» RECORDED DATA:
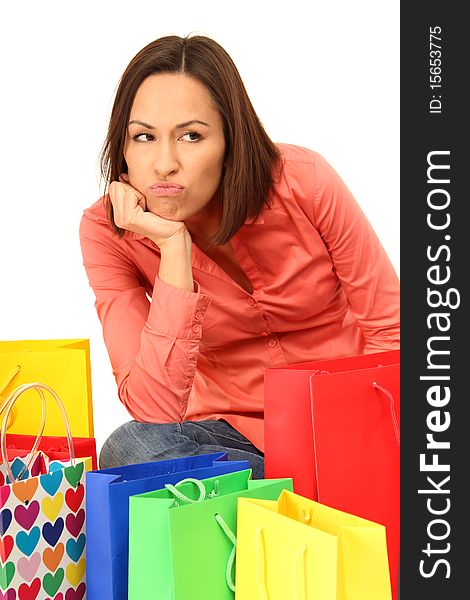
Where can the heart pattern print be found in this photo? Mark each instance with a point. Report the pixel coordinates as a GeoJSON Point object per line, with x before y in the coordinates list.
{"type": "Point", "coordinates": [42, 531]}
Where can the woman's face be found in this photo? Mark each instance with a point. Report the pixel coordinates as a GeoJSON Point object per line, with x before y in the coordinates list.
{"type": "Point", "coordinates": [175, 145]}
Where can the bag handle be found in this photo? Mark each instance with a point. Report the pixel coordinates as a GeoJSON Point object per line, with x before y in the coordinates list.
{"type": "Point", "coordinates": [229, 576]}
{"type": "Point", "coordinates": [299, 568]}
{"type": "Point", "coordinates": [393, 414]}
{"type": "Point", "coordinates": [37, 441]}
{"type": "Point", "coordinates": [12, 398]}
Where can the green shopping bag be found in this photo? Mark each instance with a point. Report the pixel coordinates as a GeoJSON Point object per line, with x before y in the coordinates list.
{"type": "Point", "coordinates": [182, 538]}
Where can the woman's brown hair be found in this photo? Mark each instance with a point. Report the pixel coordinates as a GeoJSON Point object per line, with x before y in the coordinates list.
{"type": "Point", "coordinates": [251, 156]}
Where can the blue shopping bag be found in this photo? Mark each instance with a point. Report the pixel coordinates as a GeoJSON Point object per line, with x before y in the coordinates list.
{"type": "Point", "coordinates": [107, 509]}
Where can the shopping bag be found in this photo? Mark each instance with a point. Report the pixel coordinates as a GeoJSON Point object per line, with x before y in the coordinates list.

---

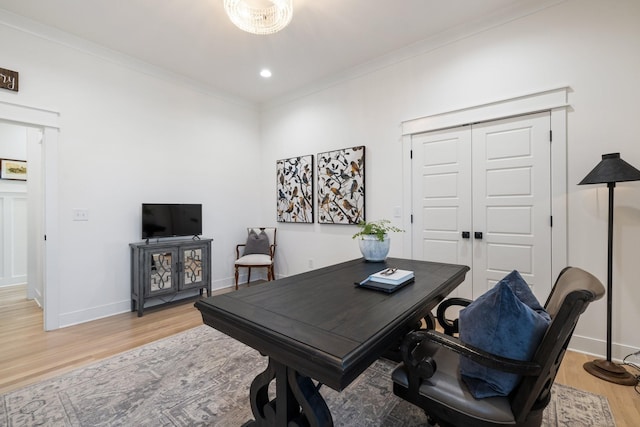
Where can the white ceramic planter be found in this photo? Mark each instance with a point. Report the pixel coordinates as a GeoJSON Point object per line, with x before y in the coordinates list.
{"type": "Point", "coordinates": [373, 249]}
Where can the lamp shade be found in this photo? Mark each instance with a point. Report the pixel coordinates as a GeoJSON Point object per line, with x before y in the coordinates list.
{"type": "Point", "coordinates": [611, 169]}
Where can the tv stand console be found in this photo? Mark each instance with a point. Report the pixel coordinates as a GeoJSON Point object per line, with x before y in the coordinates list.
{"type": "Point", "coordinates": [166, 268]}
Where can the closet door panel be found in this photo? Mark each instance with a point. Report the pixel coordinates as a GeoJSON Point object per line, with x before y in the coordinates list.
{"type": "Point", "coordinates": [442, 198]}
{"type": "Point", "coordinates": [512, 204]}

...

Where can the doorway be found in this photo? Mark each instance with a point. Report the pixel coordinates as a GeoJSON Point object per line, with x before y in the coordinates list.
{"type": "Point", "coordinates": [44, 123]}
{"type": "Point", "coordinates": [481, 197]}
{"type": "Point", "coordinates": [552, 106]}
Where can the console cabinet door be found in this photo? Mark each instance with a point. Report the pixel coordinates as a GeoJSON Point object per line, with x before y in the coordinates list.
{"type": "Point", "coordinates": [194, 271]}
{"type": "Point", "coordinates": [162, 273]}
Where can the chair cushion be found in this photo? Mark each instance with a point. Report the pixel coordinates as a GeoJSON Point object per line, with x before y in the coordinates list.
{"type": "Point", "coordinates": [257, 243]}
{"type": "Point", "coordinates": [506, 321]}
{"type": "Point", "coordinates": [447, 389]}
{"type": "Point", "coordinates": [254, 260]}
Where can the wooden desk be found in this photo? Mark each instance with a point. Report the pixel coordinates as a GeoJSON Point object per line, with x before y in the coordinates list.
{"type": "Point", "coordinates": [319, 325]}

» WHAT NEEDS TO BE DONE: Among the entries above, the lines between the ones containing "Where can the blue" and "Where can the shopping", inclusive, are to be transcribed exactly. No other line is to be given.

» YOUR SOLUTION:
Where can the blue shopping bag be found in this photo? Mark each instance with a point. Report the pixel coordinates as a GeoJSON Point object per line, with x before y in the coordinates list.
{"type": "Point", "coordinates": [107, 509]}
Where can the shopping bag be found in this photo? Mark each instance with a point. Report the pixel coordinates as a GeoJSON Point object per line, with x before y in the coordinates list.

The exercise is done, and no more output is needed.